_Brief_: Print exactly, and only, the lines running from the line containing "the sofa cushion" through the end of the records below.

--- BEGIN Data section ---

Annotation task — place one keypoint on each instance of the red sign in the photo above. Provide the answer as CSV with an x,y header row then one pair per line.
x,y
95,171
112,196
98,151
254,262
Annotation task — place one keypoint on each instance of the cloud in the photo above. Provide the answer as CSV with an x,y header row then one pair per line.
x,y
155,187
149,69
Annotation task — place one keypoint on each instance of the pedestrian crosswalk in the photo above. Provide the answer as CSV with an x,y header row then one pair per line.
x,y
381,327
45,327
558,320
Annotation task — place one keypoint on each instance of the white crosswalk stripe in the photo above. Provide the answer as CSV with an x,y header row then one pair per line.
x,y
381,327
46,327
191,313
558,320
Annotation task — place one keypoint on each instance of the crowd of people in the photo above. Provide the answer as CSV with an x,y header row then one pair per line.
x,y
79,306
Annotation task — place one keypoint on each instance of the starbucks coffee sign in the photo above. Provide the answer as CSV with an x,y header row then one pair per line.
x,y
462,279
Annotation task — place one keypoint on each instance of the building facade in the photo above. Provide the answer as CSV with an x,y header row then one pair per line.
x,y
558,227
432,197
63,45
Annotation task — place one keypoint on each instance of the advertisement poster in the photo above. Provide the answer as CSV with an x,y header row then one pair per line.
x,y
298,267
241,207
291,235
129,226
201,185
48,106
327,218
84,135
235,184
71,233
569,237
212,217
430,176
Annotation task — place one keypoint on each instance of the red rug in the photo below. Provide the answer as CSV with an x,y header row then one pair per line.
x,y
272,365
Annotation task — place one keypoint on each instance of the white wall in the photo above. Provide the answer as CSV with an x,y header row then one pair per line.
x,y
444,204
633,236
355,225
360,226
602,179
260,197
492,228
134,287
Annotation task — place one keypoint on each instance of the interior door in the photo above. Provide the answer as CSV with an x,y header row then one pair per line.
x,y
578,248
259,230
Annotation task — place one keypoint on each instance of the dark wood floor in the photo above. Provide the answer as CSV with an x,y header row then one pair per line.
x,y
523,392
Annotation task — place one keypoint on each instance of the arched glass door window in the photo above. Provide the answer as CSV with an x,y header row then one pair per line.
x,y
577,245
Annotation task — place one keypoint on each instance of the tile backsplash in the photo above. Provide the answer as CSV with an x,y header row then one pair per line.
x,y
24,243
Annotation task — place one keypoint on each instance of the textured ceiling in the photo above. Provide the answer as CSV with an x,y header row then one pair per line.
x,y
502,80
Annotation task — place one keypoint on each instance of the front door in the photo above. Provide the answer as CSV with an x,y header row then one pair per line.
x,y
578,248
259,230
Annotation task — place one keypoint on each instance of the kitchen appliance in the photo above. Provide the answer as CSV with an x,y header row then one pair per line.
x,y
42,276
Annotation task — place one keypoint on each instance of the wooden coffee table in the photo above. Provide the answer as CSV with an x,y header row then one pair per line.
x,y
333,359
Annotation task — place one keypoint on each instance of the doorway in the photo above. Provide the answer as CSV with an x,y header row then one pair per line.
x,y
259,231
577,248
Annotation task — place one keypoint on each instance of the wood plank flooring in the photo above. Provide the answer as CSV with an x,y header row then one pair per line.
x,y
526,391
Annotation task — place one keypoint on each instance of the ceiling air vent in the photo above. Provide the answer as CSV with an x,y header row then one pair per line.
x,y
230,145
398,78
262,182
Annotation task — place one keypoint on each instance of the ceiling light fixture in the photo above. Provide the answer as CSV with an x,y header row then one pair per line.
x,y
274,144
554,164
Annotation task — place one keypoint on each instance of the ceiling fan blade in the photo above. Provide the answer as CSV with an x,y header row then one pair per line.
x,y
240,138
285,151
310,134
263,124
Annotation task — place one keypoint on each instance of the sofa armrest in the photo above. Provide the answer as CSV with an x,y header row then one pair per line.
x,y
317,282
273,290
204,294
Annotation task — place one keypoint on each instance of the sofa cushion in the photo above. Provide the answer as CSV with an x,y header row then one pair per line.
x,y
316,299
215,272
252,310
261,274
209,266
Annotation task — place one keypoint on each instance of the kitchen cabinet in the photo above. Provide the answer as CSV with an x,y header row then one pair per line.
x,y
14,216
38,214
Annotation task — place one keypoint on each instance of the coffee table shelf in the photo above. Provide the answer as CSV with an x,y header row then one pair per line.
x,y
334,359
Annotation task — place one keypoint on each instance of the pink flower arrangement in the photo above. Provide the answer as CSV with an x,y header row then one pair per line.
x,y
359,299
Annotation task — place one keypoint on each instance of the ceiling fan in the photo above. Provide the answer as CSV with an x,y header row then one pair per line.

--- END Data section ---

_Written response_:
Annotation task — place one keypoint on each instance of the sofa cushion in the photo above. Provide the answer as CSV with an x,y header row then one pair per line.
x,y
316,299
215,272
252,310
261,274
209,266
Annotation task — place one keypoint on each instance of the kitchen cabinet in the photo above. Provide the answer as CSV with an x,y header row then one pair per line.
x,y
14,216
38,214
Annotation task — place one keypoint on each instance of the coffee table shelf in the photo above. Provide the answer as CSV with an x,y header row then one pair per line.
x,y
334,359
Annotation task — place one keypoint on each instance of the pink flower arrangement in the photo above. Provide the answer as CSV with an x,y header row then one pair per line.
x,y
359,299
Annotation task — place one keypoint on each instance of the ceiling fan in the photo above. Provide the answer as CSV with an x,y header row then one pair per line.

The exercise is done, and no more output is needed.